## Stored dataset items
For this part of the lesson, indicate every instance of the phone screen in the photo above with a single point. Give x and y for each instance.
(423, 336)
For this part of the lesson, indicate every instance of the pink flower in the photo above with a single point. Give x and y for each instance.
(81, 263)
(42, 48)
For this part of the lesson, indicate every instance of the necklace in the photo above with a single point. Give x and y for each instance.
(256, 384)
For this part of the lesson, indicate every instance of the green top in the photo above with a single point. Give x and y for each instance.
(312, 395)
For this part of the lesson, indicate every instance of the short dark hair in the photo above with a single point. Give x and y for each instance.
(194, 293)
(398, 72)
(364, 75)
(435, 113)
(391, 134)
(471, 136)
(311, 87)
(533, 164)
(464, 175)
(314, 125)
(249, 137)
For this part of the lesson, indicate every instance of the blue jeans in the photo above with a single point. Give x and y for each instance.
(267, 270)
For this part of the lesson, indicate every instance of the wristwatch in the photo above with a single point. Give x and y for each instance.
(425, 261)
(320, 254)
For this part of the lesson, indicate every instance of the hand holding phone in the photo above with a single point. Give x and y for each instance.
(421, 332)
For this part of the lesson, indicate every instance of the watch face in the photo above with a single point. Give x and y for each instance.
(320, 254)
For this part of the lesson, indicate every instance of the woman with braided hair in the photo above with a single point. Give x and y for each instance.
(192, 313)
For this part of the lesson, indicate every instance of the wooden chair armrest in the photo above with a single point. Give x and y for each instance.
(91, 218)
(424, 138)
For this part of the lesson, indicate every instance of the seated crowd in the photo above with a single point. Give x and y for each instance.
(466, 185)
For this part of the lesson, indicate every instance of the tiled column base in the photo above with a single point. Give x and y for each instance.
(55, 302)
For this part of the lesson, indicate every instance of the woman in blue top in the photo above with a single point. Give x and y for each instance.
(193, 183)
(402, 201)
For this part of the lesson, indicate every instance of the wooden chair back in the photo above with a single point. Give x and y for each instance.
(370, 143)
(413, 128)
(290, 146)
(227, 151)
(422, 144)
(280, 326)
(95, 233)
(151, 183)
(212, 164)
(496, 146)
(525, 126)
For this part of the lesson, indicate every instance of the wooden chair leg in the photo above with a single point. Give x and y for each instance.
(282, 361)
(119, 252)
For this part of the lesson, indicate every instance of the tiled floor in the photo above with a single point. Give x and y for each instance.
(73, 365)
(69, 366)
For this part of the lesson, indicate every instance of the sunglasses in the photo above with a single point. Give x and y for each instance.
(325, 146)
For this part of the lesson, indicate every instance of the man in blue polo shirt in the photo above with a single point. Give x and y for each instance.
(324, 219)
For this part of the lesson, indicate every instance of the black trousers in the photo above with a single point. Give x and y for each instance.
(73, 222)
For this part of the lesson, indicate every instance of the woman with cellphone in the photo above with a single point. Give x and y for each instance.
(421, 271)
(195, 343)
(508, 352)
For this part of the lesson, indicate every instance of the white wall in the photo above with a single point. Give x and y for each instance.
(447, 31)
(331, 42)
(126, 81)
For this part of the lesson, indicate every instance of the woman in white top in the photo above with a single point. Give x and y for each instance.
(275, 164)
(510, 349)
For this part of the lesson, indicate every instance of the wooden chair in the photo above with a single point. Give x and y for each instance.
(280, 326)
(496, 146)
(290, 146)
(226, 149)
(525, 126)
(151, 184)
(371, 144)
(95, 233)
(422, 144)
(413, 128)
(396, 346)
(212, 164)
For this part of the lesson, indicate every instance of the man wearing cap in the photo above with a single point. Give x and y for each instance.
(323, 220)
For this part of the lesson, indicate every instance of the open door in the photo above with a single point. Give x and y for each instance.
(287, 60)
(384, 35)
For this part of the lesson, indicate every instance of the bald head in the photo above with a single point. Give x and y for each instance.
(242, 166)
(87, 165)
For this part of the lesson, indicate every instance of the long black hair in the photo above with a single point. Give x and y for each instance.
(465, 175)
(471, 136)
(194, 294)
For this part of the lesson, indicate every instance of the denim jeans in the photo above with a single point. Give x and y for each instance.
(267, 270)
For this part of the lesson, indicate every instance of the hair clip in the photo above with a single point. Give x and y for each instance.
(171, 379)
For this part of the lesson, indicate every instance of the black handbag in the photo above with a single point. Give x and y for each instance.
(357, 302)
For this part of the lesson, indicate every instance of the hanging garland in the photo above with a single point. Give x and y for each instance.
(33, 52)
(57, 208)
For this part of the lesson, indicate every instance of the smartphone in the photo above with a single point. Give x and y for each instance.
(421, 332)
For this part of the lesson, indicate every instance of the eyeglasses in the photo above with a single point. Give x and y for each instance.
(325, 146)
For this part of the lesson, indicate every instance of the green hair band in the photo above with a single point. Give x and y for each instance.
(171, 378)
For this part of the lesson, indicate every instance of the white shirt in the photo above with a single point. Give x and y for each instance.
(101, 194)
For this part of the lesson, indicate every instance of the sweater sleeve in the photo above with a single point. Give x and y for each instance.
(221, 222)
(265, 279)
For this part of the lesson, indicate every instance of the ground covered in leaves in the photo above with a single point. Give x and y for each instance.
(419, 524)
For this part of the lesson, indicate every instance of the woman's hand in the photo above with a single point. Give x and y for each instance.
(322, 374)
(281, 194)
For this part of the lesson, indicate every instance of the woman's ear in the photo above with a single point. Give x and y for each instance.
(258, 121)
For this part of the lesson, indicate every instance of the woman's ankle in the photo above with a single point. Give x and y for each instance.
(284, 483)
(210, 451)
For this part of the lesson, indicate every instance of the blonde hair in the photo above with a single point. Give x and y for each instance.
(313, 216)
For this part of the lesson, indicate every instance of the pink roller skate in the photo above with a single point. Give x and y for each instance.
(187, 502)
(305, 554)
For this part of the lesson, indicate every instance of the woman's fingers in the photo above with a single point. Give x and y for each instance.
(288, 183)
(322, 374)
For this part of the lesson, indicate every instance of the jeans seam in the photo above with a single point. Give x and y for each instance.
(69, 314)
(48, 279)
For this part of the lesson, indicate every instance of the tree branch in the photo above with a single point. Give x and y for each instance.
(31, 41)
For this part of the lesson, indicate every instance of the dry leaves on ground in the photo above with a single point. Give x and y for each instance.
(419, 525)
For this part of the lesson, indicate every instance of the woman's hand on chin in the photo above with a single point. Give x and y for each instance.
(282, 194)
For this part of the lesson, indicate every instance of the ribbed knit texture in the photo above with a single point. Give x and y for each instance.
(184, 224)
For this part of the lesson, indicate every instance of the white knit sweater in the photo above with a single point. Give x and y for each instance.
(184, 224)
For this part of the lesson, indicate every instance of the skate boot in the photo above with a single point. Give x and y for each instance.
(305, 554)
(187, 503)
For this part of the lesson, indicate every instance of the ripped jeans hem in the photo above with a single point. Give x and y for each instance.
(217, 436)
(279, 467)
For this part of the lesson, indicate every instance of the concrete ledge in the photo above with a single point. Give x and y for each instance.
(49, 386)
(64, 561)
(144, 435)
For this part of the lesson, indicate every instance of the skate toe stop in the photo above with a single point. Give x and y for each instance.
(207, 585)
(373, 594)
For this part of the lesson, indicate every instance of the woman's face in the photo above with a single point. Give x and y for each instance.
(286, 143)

## The exercise
Locate the line with "the pink roller" in the entries above; extract it and every line after it, verbatim.

## Task solution
For this part of the lesson, indicate every instance of the pink roller skate in the photo above with a single point. Give x and y for each instance.
(187, 502)
(305, 554)
For this part of the lesson, indicate every instance of the woman's fingers in the photo above with a single point. Give x and y for each instance.
(288, 183)
(322, 374)
For this part of the lesson, indicate every instance of the jeans seam in the photo above with a single point. Give x and y for each instance.
(69, 314)
(48, 279)
For this part of the lesson, indicate every instance of the tree branch in the photo above with a single point. Give x and y for each instance.
(31, 41)
For this part of the lesson, indicate every instance of the dry leaves on ground in the photo above with a single point. Give x and y for each instance.
(419, 525)
For this part of the lesson, indicate every instance of the woman's hand on chin in the photo above with a single point. Give x and y for each instance.
(282, 194)
For this part of the lesson, indicate every instance of the ribbed knit texture in the photo above with a single point. Give x and y for each instance.
(184, 224)
For this part of the lesson, indicate every instance of the white knit sweater in the photo above with a single point. Give x and y for each instance.
(184, 224)
For this part of the lesson, indicate every instance of the skate boot in the photo above with a single point. Give x and y for each instance.
(305, 554)
(187, 503)
For this part of the lesson, indicate every instance of the ripped jeans hem in the photo above with a single point. Give x and y for each instance.
(217, 436)
(279, 467)
For this part of the lesson, indicate every instance of the concrete ledge in the photo above with a single point. Give x and y for each instance.
(49, 386)
(64, 561)
(144, 435)
For this part of the lesson, indicate every instance of the skate toe stop in the photo above with a single point. Give x and y for each instance.
(207, 585)
(373, 594)
For this part of the lesson, indicate every instance of the woman's face in the photo above with a single point. Give x and y for each instance.
(286, 143)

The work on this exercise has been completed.